→ What you should do:
Could you put each line of the records below into a JSON list of strings, one string per line, with blank lines and the picture lines left out?

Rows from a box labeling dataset
+ + + +
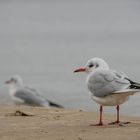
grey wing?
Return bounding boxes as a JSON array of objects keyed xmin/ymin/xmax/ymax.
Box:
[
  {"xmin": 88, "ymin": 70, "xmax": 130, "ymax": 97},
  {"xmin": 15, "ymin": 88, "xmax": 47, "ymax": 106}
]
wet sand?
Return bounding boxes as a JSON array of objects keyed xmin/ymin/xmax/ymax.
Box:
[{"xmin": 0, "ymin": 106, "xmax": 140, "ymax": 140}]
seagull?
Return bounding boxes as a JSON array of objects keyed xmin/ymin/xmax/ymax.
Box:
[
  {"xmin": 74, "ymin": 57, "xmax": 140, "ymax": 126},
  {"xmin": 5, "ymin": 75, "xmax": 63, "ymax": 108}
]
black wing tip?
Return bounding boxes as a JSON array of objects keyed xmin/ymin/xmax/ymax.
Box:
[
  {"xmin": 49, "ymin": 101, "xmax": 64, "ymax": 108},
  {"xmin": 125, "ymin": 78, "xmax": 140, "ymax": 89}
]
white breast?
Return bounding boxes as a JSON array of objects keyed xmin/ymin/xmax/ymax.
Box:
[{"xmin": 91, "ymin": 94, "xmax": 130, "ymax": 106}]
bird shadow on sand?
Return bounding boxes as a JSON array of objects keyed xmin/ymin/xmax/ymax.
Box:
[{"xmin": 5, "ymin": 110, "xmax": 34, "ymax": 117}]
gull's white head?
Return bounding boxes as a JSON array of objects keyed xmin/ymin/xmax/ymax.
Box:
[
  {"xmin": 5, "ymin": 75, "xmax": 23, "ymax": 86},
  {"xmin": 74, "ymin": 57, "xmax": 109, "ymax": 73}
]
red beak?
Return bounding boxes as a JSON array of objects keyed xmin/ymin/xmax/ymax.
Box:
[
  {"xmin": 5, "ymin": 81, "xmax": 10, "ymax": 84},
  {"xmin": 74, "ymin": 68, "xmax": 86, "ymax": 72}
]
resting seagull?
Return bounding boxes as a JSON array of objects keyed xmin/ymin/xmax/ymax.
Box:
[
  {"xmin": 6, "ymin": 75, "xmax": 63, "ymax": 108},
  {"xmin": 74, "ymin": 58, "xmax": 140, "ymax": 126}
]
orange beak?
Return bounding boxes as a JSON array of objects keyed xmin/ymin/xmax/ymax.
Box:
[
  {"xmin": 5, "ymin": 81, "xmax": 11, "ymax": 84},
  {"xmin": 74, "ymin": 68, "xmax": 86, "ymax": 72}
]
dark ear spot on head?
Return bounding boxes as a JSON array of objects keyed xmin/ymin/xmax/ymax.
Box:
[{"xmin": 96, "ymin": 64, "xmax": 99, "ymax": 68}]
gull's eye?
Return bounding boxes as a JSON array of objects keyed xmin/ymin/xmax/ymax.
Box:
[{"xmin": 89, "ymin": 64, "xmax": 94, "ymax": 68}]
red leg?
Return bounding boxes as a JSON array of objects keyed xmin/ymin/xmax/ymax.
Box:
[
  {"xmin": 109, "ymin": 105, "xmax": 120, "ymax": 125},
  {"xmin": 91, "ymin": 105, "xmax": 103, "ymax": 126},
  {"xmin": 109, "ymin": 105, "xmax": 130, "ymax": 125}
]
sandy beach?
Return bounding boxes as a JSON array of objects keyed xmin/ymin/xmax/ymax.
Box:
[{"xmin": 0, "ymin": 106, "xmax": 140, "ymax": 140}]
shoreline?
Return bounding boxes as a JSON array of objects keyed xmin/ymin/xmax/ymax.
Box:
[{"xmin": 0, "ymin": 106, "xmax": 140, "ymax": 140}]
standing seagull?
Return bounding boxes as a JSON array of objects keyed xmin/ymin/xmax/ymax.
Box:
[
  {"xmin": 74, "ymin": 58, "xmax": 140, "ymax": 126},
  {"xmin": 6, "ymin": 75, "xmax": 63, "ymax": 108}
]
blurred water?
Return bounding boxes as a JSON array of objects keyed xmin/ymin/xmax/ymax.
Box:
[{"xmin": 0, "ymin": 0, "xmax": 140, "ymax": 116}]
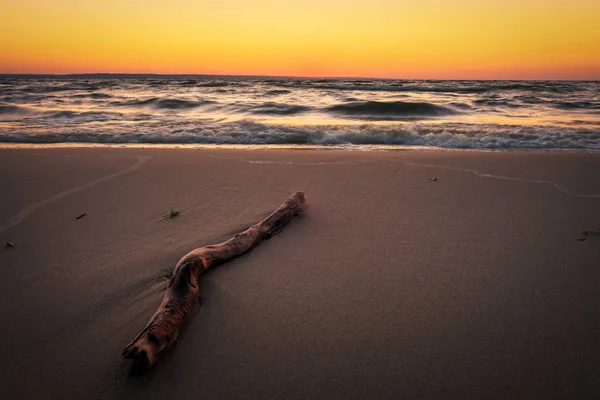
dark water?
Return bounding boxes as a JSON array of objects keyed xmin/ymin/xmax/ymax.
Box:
+ + + +
→ Expected answer:
[
  "grey wing?",
  "Return bounding boxes as a JSON array of objects keyed xmin/ymin/xmax/ymax.",
  "Box:",
  "[",
  "  {\"xmin\": 88, \"ymin\": 70, \"xmax\": 130, \"ymax\": 97},",
  "  {\"xmin\": 15, \"ymin\": 88, \"xmax\": 47, \"ymax\": 106}",
  "]",
  "wet sand?",
  "Return bounding boxes as a JSON array of objects keyed xmin/ymin/xmax/ymax.",
  "Box:",
  "[{\"xmin\": 0, \"ymin\": 106, \"xmax\": 140, \"ymax\": 140}]",
  "seagull?",
  "Return bounding boxes as a JSON array of objects keyed xmin/ymin/xmax/ymax.",
  "Box:",
  "[",
  "  {\"xmin\": 74, \"ymin\": 57, \"xmax\": 140, \"ymax\": 126},",
  "  {\"xmin\": 5, \"ymin\": 75, \"xmax\": 63, \"ymax\": 108}",
  "]",
  "black wing tip?",
  "Return bounding boxes as a JSON array of objects keyed xmin/ymin/xmax/ymax.",
  "Box:",
  "[",
  "  {\"xmin\": 49, \"ymin\": 101, \"xmax\": 64, \"ymax\": 108},",
  "  {\"xmin\": 125, \"ymin\": 78, \"xmax\": 140, \"ymax\": 89}",
  "]",
  "white breast?",
  "Return bounding boxes as a JSON array of objects keyed xmin/ymin/xmax/ymax.",
  "Box:",
  "[{\"xmin\": 91, \"ymin\": 94, \"xmax\": 130, \"ymax\": 106}]",
  "bird shadow on sand?",
  "Return bounding boxes as a JSON array of objects keyed xmin/ymin/xmax/ymax.",
  "Box:",
  "[{\"xmin\": 5, \"ymin\": 110, \"xmax\": 34, \"ymax\": 117}]",
  "gull's white head?",
  "Return bounding boxes as a JSON array of objects keyed xmin/ymin/xmax/ymax.",
  "Box:",
  "[",
  "  {\"xmin\": 5, \"ymin\": 75, \"xmax\": 23, \"ymax\": 86},",
  "  {\"xmin\": 74, \"ymin\": 57, \"xmax\": 109, \"ymax\": 73}",
  "]",
  "red beak?",
  "Return bounding boxes as a JSON array of objects keyed xmin/ymin/xmax/ymax.",
  "Box:",
  "[",
  "  {\"xmin\": 5, \"ymin\": 81, \"xmax\": 10, \"ymax\": 84},",
  "  {\"xmin\": 74, \"ymin\": 68, \"xmax\": 86, \"ymax\": 72}",
  "]",
  "resting seagull?",
  "Return bounding boxes as a JSON array of objects keyed xmin/ymin/xmax/ymax.",
  "Box:",
  "[",
  "  {\"xmin\": 6, \"ymin\": 75, \"xmax\": 63, \"ymax\": 108},",
  "  {\"xmin\": 74, \"ymin\": 58, \"xmax\": 140, \"ymax\": 126}",
  "]",
  "orange beak?",
  "Return bounding boxes as a JSON array of objects keyed xmin/ymin/xmax/ymax.",
  "Box:",
  "[",
  "  {\"xmin\": 5, \"ymin\": 81, \"xmax\": 11, \"ymax\": 84},",
  "  {\"xmin\": 74, \"ymin\": 68, \"xmax\": 86, \"ymax\": 72}",
  "]",
  "dark ear spot on head?",
  "Return bounding boxes as a JSON array of objects keyed xmin/ymin/xmax/ymax.",
  "Box:",
  "[{\"xmin\": 96, \"ymin\": 64, \"xmax\": 99, \"ymax\": 68}]",
  "gull's eye?",
  "Return bounding boxes as a JSON array of objects keyed xmin/ymin/xmax/ymax.",
  "Box:",
  "[{\"xmin\": 89, \"ymin\": 64, \"xmax\": 94, \"ymax\": 68}]",
  "red leg?",
  "Return bounding boxes as a JSON array of objects keyed xmin/ymin/xmax/ymax.",
  "Box:",
  "[",
  "  {\"xmin\": 109, \"ymin\": 105, \"xmax\": 120, \"ymax\": 125},",
  "  {\"xmin\": 91, \"ymin\": 105, \"xmax\": 103, \"ymax\": 126},",
  "  {\"xmin\": 109, \"ymin\": 105, \"xmax\": 130, \"ymax\": 125}",
  "]",
  "sandy beach?",
  "Return bounding boxes as a JSON array of objects keyed xmin/ymin/xmax/ymax.",
  "Box:",
  "[{\"xmin\": 0, \"ymin\": 106, \"xmax\": 140, \"ymax\": 140}]",
  "shoreline?",
  "Return bounding boxes as a JSON array of objects keyed xmin/ymin/xmax/ymax.",
  "Box:",
  "[{\"xmin\": 0, \"ymin\": 106, \"xmax\": 140, \"ymax\": 140}]",
  "standing seagull?",
  "Return bounding boxes as a JSON array of objects keyed xmin/ymin/xmax/ymax.",
  "Box:",
  "[",
  "  {\"xmin\": 74, \"ymin\": 58, \"xmax\": 140, \"ymax\": 126},",
  "  {\"xmin\": 6, \"ymin\": 75, \"xmax\": 63, \"ymax\": 108}",
  "]",
  "blurred water?",
  "Return bounding boxes as a JSON array of objects keyed xmin/ymin/xmax/ymax.",
  "Box:",
  "[{\"xmin\": 0, \"ymin\": 0, \"xmax\": 140, \"ymax\": 116}]",
  "dark water?",
  "Return bounding boxes as a JSON array of objects keyed xmin/ymin/xmax/ymax.",
  "Box:"
]